═════ Material shown ═════

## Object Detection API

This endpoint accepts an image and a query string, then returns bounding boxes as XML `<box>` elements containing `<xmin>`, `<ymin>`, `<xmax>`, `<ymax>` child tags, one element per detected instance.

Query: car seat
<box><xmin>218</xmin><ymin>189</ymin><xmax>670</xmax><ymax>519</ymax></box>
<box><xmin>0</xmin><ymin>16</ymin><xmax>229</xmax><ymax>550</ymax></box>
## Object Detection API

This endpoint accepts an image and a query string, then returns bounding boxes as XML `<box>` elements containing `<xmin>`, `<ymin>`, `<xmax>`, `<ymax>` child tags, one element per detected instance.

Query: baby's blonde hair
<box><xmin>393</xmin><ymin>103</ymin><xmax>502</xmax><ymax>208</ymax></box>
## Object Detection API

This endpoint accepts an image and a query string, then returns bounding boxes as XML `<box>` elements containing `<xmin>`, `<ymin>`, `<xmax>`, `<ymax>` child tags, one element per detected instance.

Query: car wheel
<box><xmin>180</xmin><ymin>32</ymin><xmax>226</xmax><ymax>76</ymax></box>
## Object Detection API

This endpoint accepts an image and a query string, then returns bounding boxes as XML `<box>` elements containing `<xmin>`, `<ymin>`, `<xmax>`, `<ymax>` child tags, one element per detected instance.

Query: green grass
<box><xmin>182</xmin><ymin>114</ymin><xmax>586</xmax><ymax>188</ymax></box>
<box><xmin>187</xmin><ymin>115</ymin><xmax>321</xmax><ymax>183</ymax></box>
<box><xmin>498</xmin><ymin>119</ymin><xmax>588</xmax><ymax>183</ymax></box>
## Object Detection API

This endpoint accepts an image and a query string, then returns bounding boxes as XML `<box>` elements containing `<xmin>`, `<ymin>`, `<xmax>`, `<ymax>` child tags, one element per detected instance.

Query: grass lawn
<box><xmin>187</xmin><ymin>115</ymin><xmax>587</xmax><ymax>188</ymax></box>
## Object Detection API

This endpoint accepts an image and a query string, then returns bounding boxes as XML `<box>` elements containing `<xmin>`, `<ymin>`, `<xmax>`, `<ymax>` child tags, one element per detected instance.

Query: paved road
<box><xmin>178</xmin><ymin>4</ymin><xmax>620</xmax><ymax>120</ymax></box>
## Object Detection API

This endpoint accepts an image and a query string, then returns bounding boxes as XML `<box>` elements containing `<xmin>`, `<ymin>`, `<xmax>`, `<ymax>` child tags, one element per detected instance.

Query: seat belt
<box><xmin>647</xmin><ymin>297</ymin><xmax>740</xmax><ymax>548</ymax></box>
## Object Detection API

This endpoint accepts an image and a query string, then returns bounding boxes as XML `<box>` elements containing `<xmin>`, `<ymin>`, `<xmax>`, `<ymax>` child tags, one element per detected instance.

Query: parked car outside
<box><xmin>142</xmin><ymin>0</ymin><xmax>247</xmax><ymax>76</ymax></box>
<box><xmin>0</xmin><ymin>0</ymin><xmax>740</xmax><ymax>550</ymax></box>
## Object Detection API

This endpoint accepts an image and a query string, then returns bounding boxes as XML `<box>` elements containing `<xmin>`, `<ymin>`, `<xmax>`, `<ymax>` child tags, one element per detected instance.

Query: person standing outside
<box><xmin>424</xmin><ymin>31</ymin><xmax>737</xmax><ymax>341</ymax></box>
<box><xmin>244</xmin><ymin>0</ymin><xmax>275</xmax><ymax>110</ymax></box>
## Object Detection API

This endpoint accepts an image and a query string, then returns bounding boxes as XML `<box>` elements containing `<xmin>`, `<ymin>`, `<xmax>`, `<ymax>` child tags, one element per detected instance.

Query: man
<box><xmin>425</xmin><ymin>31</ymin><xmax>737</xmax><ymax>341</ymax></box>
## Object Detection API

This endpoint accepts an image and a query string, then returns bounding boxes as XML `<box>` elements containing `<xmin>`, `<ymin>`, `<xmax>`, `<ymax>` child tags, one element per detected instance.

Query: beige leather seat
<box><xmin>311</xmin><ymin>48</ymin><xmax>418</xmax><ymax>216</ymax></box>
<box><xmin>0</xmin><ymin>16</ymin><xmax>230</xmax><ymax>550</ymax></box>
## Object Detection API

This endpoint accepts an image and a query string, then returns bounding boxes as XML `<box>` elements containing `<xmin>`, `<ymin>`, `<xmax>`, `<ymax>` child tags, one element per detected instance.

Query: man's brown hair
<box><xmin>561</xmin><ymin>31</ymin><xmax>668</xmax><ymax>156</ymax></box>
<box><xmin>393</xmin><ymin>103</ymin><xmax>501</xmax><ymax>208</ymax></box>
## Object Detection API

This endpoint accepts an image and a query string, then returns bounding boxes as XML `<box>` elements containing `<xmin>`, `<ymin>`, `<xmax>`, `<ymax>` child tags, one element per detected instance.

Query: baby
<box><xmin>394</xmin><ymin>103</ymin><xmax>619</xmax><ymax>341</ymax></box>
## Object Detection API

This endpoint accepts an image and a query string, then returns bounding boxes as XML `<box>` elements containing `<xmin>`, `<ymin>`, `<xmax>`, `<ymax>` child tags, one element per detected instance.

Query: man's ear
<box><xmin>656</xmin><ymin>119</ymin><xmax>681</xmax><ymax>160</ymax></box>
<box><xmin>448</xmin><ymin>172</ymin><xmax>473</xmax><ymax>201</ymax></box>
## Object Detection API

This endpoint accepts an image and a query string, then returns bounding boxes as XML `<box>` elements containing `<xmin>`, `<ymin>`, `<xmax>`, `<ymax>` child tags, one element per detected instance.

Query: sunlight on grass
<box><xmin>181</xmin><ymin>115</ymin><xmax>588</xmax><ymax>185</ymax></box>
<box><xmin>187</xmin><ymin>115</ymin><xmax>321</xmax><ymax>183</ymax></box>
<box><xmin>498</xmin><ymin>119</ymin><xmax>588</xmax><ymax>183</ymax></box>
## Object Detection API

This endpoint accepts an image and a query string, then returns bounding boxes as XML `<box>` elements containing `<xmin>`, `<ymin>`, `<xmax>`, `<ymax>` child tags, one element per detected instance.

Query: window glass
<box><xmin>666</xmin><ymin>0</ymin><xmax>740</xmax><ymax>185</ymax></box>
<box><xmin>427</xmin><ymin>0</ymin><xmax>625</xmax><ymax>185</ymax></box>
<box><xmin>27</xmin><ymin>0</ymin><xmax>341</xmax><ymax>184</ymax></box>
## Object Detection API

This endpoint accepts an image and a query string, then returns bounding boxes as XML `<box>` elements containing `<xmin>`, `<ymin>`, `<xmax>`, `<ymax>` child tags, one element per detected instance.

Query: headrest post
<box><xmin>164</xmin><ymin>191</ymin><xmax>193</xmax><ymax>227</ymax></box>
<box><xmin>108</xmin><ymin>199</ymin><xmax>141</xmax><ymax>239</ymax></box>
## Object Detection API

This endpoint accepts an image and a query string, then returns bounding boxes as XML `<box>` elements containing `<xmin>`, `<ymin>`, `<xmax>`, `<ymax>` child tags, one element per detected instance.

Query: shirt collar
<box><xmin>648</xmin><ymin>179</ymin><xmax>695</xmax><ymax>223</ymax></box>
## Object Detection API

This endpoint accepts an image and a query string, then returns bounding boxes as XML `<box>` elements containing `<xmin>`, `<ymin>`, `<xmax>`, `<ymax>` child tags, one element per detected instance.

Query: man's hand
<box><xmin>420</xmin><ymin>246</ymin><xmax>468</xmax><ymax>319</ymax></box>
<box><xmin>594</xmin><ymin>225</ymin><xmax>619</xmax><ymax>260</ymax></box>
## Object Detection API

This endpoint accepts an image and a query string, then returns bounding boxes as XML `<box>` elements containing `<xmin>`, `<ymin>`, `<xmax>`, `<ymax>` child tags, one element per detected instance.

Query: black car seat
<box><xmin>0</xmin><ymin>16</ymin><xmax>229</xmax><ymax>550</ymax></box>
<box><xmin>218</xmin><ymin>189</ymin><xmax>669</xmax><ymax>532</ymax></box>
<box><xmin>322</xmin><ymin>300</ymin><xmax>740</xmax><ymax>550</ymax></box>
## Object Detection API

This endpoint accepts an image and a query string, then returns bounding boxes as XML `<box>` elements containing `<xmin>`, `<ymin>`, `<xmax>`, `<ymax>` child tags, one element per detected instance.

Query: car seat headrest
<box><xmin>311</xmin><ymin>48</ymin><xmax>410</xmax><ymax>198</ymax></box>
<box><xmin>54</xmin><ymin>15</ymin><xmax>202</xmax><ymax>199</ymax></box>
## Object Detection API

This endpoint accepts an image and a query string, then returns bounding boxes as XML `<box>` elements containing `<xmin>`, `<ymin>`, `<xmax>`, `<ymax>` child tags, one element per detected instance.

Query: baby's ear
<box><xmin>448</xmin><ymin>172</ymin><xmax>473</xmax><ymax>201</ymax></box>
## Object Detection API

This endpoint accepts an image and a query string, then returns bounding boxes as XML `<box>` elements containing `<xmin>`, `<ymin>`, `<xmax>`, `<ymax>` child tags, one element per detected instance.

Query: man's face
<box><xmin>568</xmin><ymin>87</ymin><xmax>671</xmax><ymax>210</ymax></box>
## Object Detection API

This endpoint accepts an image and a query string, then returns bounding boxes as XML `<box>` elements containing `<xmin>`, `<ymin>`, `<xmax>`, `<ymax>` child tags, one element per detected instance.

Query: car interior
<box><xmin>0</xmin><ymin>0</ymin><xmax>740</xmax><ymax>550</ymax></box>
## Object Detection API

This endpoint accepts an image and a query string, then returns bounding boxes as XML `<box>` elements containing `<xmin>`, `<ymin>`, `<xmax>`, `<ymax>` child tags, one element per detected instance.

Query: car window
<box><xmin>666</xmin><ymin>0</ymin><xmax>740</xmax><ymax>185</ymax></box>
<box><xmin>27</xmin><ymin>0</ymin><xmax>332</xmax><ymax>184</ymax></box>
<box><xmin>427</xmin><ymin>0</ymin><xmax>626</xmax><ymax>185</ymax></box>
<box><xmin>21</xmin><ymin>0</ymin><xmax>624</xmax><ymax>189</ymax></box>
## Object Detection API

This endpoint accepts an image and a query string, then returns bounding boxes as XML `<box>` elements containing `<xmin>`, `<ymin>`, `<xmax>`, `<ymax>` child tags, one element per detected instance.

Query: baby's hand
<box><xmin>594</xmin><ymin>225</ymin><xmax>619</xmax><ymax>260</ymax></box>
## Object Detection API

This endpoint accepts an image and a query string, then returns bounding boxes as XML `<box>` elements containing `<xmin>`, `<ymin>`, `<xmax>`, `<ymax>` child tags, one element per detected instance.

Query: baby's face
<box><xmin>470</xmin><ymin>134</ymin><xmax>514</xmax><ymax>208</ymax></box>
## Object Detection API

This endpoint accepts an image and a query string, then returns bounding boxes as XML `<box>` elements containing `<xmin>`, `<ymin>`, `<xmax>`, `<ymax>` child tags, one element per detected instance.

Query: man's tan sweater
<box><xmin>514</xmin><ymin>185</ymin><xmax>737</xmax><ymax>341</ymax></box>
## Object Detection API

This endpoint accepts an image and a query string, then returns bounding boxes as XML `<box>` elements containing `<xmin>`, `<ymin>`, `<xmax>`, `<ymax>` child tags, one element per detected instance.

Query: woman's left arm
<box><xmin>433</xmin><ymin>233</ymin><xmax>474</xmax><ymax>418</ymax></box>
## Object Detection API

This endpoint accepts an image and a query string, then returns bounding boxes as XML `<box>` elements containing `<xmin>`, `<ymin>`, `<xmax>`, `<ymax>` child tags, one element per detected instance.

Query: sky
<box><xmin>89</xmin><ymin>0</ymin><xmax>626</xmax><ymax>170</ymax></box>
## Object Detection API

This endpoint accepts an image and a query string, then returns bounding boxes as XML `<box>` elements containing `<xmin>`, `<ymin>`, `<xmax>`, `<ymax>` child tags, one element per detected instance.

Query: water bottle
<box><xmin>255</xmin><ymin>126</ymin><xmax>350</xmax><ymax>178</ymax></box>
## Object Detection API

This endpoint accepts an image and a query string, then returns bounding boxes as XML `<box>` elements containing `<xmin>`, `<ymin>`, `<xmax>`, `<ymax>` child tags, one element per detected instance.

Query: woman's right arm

═════

▸ **Given instruction**: Select every line in the rows above that contains the string "headrest", and copy each one. Case counts.

▸ **Exercise response**:
Query: headrest post
Query: car seat headrest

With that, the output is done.